We will investigate the tidy tuesday dataset for 20/10/2020. The dataset deals with beer awards. See the link for the data source: https://github.com/rfordatascience/tidytuesday/blob/master/data/2020/2020-10-20/readme.md
Let’s read the data and quickly view what is happening.
library(tidyverse)
library(skimr)
beer_awards <- readr::read_csv('https://raw.githubusercontent.com/rfordatascience/tidytuesday/master/data/2020/2020-10-20/beer_awards.csv')
beer_awards
## # A tibble: 4,970 x 7
## medal beer_name brewery city state category year
## <chr> <chr> <chr> <chr> <chr> <chr> <dbl>
## 1 Gold Volksbier Vienna Wibby Brewi~ Longmo~ CO American Amb~ 2020
## 2 Silver Oktoberfest Founders Br~ Grand ~ MI American Amb~ 2020
## 3 Bronze Amber Lager Skipping Ro~ Staunt~ VA American Amb~ 2020
## 4 Gold Lager at World's End Epidemic Al~ Concord CA American Lag~ 2020
## 5 Silver Seismic Tremor Seismic Bre~ Santa ~ CA American Lag~ 2020
## 6 Bronze Lite Thinking Pollyanna B~ Lemont IL American Lag~ 2020
## 7 Gold Beachscape Ventura Coa~ Ventura CA American Pil~ 2020
## 8 Silver Imagine a World with B~ Freetail Br~ San An~ TX American Pil~ 2020
## 9 Bronze Pilsner Old Town Br~ Portla~ OR American Pil~ 2020
## 10 Gold Tank 7 Boulevard B~ Kansas~ MO American-Bel~ 2020
## # ... with 4,960 more rows
skim(beer_awards)

• Collected data:

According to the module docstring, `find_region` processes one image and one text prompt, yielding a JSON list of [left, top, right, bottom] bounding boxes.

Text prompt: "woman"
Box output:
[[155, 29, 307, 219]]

• Requests:
[a] Print the part of the beer awards walkthrough that runs from "We will investigate" to "library(tidyverse)", word for word.
[b] Answer these about the beer awards walkthrough:
(i) What date is the Tidy Tuesday dataset for?
(ii) Which two libraries are loaded before reading the data?
(iii) How many rows does the printed tibble say the data has?
None of the data above matters for what you're asked to do.

• Solution set:
[a]
We will investigate the tidy tuesday dataset for 20/10/2020. The dataset deals with beer awards. See the link for the data source: https://github.com/rfordatascience/tidytuesday/blob/master/data/2020/2020-10-20/readme.md
Let’s read the data and quickly view what is happening.
library(tidyverse)

[b]
(i) 20/10/2020
(ii) tidyverse and skimr
(iii) 4,970